- _Zu lösende Aufgabe_
Schreibe den Teil des Textauszugs, der mit „PS: Mal schauen“ beginnt und nach „mit der Sucht...“ endet, noch einmal ab. Ersetze darin „abschalten“ durch „deinstallieren“.

- _Textauszug_
↓
# Es läuft .... und das sau schnell

## troubadix

HI,

ich bin vollkommen begeistert. Mein Gentoo läuft und das echt super schnell, schnelles booten, schnelle Gnome2 ..

Diese Nacht habe ich noch die kde reingemerged ...

Nun kommen die nächsten "Stolperfallen" alsa, cdbrenner aber so gut wie das beschrieben ist und vor allem so gut wie die Hilfe hier im Forum ist kein Problem.

Ach ja, das macht ja süchtig, gestern hab ich gnome2 installiert, xfree und mozilla --> dann schau ich auf die Uhr: 0:30 Uhr und dabei wieder 5:45 aufstehen  :Wink: 

Gruss

troubadix

PS: Mal schauen wie das weiterläuft, evtl. werd ich komplett meine Suse abschalten

----------

## SNo0py

 :Very Happy:   :Very Happy:   :Very Happy: 

Ich kenn das mit der Sucht...

----------

## Rikyu

Ja wenns erstmal läuft dann läüft es sauschnell und bombenstabil   :Smile:   :Very Happy:   :Smile:   :Razz: 

----------

## troubadix

JO, da ich so begeistert bin installiere ich gerade in der Firma einen Server mit gentoo   :Laughing:   :Laughing:   :Laughing:   :Laughing:   :Laughing: 

----------

## kannX

Ich kann nur voll und ganz zustimmen, Gentoo macht Laune.

Früher habe ich mich mit SuSE "rumgequält", als dann das 8ter kam ist mir endgültig der Gedultsfaden gerissen - man hat mehr Arbeit damit die ganzen Konfigurationsscripte zu deaktivieren als mit der ganzen Installation.

Naja, jetzt bin ich eben bei Gentoo gelandet.

(bitte nicht falsch verstehen, ich habe nichts gegen SuSE, nur wenn man selbst ein wenig Hand anlegen will ist SuSE einfach nicht sonderlich geeignet)

----------

## Jazz_Rabbit

Ich freu mich immer, wenn jemand mit Gentoo vollends zufrieden ist.

Was mir so gefallen hat, ist das ALSA so unkompliziert ich installieren konnte.

Man darf nur nicht vergessen bei einer neukompilierung des Kernels die ALSA-libs

neu zu mergen. Und die Einbindung in /etc/modules.d/ ist fabelhaft. Alles in allem

ein glücklicher Gentoo User, der Gnome2 genießt.

Derzeit wär nur eine einzige Sache.. ich hätte gerne mein Automount wieder.

Jetzt darf nur root mounten.. fürs normale Arbeiten etwas nervend. Sonst

ein Traum!
↑
- _Erfasste Daten_
↓
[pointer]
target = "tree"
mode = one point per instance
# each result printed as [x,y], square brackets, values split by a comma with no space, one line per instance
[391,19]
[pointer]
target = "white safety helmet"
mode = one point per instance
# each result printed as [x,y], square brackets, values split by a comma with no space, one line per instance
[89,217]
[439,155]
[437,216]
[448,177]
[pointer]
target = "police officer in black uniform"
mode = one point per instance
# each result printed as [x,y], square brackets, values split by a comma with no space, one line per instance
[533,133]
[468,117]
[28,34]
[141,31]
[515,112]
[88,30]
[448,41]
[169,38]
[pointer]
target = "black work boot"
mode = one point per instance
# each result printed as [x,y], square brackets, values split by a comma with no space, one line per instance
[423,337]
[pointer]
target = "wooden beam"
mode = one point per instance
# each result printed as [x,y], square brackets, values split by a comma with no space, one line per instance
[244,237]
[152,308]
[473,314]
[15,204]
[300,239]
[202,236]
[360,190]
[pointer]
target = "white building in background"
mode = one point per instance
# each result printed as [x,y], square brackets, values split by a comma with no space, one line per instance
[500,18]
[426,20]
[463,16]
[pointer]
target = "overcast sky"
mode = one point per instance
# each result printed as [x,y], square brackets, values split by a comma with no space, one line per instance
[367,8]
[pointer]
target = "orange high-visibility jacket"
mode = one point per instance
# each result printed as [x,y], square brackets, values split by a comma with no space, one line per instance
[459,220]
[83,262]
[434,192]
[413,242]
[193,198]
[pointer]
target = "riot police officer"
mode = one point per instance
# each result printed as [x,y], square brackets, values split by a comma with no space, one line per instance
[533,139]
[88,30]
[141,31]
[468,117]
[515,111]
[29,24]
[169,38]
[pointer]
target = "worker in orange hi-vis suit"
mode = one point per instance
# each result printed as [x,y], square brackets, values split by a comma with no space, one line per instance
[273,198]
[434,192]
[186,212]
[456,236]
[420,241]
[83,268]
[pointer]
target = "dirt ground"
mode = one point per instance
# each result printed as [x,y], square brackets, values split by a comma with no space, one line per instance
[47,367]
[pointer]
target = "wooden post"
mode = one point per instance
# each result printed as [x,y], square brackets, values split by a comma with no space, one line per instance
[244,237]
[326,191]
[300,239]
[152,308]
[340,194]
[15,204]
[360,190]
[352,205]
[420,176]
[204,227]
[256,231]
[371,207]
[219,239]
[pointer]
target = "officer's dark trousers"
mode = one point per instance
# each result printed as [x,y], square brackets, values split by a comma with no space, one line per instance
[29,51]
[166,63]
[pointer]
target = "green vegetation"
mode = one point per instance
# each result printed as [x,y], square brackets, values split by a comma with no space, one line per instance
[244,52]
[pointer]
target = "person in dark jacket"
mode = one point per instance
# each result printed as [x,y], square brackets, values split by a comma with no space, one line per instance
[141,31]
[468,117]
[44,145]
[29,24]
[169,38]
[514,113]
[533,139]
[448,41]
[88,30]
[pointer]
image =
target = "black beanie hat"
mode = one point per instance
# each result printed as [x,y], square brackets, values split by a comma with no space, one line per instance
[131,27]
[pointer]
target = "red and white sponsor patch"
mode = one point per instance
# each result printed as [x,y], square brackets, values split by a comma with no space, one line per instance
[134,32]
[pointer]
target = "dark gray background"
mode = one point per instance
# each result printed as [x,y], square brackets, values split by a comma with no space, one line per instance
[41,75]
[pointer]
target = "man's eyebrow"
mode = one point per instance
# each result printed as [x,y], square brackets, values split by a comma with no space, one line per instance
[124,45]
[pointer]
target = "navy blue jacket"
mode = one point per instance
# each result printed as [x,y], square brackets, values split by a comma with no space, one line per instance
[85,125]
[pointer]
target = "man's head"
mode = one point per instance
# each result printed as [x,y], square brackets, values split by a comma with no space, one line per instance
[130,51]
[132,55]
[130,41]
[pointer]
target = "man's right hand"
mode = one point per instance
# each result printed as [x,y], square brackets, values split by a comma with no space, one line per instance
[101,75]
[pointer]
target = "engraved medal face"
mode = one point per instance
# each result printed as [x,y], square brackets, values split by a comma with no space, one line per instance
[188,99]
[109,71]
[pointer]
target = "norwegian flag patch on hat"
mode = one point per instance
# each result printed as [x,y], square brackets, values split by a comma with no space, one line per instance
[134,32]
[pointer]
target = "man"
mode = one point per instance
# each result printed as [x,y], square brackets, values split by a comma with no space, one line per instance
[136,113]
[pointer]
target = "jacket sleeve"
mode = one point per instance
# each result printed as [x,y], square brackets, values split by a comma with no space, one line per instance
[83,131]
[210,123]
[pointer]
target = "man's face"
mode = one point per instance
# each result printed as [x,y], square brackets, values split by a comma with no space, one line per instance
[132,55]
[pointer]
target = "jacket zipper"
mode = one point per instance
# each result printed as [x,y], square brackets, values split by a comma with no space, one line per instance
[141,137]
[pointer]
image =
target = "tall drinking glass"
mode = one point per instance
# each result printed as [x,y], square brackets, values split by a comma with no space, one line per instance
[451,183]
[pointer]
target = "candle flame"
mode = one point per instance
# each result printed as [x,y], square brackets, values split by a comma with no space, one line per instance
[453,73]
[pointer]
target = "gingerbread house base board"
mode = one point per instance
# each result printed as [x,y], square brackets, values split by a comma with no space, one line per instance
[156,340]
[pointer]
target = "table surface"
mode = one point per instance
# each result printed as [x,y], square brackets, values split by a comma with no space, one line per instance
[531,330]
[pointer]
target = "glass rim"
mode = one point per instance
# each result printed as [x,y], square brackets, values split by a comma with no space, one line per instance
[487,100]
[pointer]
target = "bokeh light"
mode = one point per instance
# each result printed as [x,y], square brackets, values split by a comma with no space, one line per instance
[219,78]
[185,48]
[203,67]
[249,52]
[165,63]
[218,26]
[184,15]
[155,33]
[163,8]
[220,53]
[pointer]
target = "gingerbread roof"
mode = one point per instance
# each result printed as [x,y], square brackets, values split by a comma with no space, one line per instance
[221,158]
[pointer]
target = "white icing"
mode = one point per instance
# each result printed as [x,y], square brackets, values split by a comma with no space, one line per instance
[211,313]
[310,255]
↑
- _Antwort zur Aufgabe_
PS: Mal schauen wie das weiterläuft, evtl. werd ich komplett meine Suse deinstallieren

----------

## SNo0py

 :Very Happy:   :Very Happy:   :Very Happy: 

Ich kenn das mit der Sucht...